* [Extrait du document]:
▼▼▼
Comme une grand-mère sur un solex
Avant son contrôle à la cocaïne, Boonen promettait qu'il ne s'égarerait pas. Après, il a maintes fois annoncé qu'il redeviendrait cet enfant sage. Les fans consternés, les instances puritaines du cyclisme avaient été rassurées. Un incident ? Pourquoi ce ne serait pas un incident ? Les champions des autres disciplines n'étaient pas épargnés, médecins et autres experts dissertaient des conséquences néfastes de la gloire ou du tréfonds peu avouable de la compétition. Et voilà que Boonen replonge un an plus tard, en 2009. Encore une affaire de coke après Paris-Roubaix. Il s'explique à la télévision : «Je pense que j'ai un problème. Après avoir passé trois ou quatre mois à travailler, j'ai clairement franchi la ligne. Il y a quelques heures, j'étais une épave.» Boonen glisse doucement dans la baignoire de fayots à la sauce tomate. Six mois plus tard, Vandenbroucke est retrouvé mort d'une embolie dans un hôtel de Saly, au Sénégal, des traces de piqûre sur le bras.
Pour Tom Boonen, le récit officiel s'interrompt ici. On sait seulement qu'il a repris le cours de ses succès, par exemple avec son invraisemblable saison 2012, où il gagne d'affilée quatre classiques sur chemins pavés : le Grand Prix E3, Gand-Wevelgem, le Tour des Flandres et Paris-Roubaix. Dans l'intervalle, il s'est soigné. Son directeur sportif, Wilfried Peeters, le préconisait à chaud : «Une aide médicale dès que possible pour se débarrasser du problème.» Il se dit que Boonen a visité un centre de désintoxication. Qu'il s'est fait peur avec ce qu'il y a vu. Toujours est-il qu'il reprend pied. Selon la formule, il revient plus fort. Couvert d'éraflures, la part du héros qui lui manquait. Tom Boonen est l'un des derniers coureurs du «sale cyclisme», une ère où pleuvent les médicaments et où le succès tue. Les coureurs y ont vécu en moines défroqués, appliqués aux vêpres et encanaillés en douce, des moines bonhommes et enjoués.
▲▲▲
* [Données fournies]:
▼▼▼
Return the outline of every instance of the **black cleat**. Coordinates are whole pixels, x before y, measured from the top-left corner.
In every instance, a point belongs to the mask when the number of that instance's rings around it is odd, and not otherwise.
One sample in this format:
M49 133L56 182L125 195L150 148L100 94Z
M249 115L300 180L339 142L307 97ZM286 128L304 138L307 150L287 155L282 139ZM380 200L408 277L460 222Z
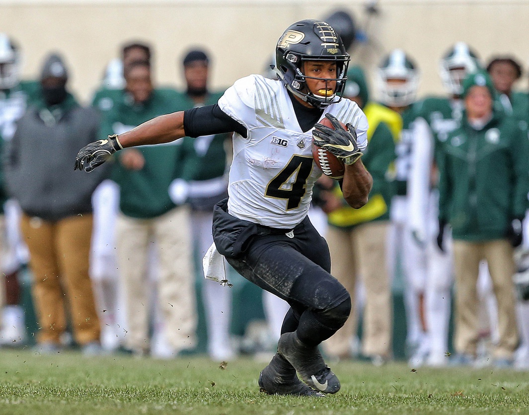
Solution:
M281 335L277 349L311 388L323 393L340 390L340 381L325 364L317 347L303 344L295 332Z
M314 397L324 396L298 379L296 371L278 354L259 374L261 391L269 395L294 395Z

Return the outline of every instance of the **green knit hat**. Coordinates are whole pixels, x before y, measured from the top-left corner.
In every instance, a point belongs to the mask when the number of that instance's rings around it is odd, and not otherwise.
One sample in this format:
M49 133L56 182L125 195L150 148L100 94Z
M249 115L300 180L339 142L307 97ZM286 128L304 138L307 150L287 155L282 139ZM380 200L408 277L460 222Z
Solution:
M489 92L490 93L490 96L493 99L494 99L496 93L492 80L489 74L482 70L469 73L466 76L463 80L463 93L461 94L461 98L464 98L470 88L476 86L487 87Z

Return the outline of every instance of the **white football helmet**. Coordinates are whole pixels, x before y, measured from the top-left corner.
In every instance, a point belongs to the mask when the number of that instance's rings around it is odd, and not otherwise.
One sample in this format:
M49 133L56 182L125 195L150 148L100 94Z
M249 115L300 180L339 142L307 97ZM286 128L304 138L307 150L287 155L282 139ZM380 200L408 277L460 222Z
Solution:
M403 50L395 49L382 59L375 82L381 103L391 107L405 107L415 100L419 71Z
M458 42L443 56L439 73L446 90L454 95L460 95L463 91L461 84L465 77L480 67L477 55L466 43Z
M5 33L0 33L0 89L9 89L20 81L20 57Z
M108 62L105 69L103 85L109 89L121 89L125 87L123 62L117 58Z

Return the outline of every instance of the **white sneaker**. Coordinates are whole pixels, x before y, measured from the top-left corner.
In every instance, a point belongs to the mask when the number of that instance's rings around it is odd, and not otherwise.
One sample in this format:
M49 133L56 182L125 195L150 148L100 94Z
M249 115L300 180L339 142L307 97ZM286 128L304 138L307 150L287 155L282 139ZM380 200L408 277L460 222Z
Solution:
M22 346L26 334L24 310L20 306L6 306L3 312L3 328L0 331L0 345Z
M444 352L431 352L424 364L428 367L445 367L448 365L448 357Z

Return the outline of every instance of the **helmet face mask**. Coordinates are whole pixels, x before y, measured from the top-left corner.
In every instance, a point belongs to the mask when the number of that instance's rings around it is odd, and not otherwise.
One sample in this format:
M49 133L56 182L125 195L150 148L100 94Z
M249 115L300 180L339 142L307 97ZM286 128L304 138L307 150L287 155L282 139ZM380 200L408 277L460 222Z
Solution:
M390 107L406 107L415 100L419 73L409 57L395 49L382 60L375 81L380 102Z
M3 33L0 33L0 89L9 89L20 80L20 57L16 48Z
M461 83L467 75L480 68L477 55L463 42L455 44L441 60L439 73L445 88L453 95L463 91Z
M317 20L302 20L288 27L278 41L275 70L292 94L323 108L342 99L349 59L341 40L330 25ZM312 61L335 63L336 77L306 75L305 63ZM326 81L325 88L320 91L321 95L309 90L307 79ZM335 83L335 87L331 87Z

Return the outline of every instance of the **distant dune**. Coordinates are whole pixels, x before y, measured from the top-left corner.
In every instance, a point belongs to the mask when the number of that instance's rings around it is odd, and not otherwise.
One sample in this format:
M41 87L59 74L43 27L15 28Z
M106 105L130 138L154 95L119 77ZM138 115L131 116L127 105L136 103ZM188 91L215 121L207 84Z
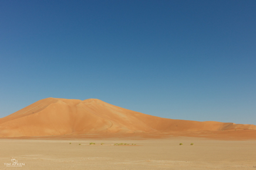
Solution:
M256 130L252 124L161 118L99 99L46 98L0 119L0 137Z

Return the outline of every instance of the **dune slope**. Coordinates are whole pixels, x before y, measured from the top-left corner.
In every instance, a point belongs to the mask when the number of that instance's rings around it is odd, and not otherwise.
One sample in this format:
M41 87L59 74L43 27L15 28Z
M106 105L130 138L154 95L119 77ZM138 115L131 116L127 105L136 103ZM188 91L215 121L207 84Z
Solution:
M99 99L46 98L0 119L0 137L256 130L256 126L164 119Z

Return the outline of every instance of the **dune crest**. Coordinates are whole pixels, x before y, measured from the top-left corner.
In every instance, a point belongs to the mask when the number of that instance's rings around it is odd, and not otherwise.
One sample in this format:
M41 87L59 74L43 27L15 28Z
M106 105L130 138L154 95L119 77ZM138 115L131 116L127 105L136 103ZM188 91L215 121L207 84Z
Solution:
M256 130L252 124L165 119L96 99L46 98L0 119L0 137Z

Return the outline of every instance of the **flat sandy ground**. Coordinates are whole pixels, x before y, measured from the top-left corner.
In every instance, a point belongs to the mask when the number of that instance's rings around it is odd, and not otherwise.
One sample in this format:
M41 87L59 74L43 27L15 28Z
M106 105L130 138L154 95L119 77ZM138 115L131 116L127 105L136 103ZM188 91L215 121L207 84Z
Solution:
M113 145L121 143L129 145ZM0 169L256 170L255 140L1 138L0 145ZM12 158L25 165L6 167Z

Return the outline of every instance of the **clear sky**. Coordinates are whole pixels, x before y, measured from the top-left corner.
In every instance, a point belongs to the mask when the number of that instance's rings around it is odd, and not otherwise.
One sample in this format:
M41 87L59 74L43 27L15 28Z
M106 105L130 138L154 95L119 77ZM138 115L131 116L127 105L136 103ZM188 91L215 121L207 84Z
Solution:
M0 1L0 117L96 98L256 124L256 1Z

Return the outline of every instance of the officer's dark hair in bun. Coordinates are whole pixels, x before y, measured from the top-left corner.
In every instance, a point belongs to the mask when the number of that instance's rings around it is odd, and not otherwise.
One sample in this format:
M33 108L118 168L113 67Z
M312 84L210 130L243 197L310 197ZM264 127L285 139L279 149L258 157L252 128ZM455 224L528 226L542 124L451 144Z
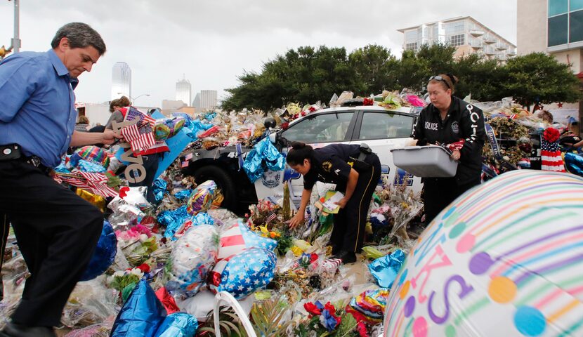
▲▲▲
* [Série d'exercices]:
**1)** Indiquez les quatre classiques sur chemins pavés que Tom Boonen remporte d'affilée en 2012 selon l'extrait sur Tom Boonen.
**2)** Reprenez l'extrait sur Tom Boonen là où il s'arrête et rédigez-en la suite.
Ce matériel n'a aucun rapport avec l'extrait sur Tom Boonen.

* [Liste des réponses]:
**1)** Le Grand Prix E3, Gand-Wevelgem, le Tour des Flandres et Paris-Roubaix.

**2)**
Aussi terrible qu’il y paraisse, les amis de Vandenbroucke ont perdu un ami mais ils regrettent l’époque. Sans doute parce que les hommes y restent des hommes. Ils se donnent à voir aux spectateurs, dans la veine d’un vélo populaire et simple d’accès. Ils sont gourmands et transgressifs : Boonen raconte comment il s’arrête au café pendant ses entraînements pour avaler de la charcuterie. L’excès est peut-être rendu possible par d’autres substances. Mais ce vélo-là demeure joyeux. Même dans la douleur. Pas encore acquis au sans gluten, Boonen se requinque à la bière d’abbaye.
«Il me doit bien ça»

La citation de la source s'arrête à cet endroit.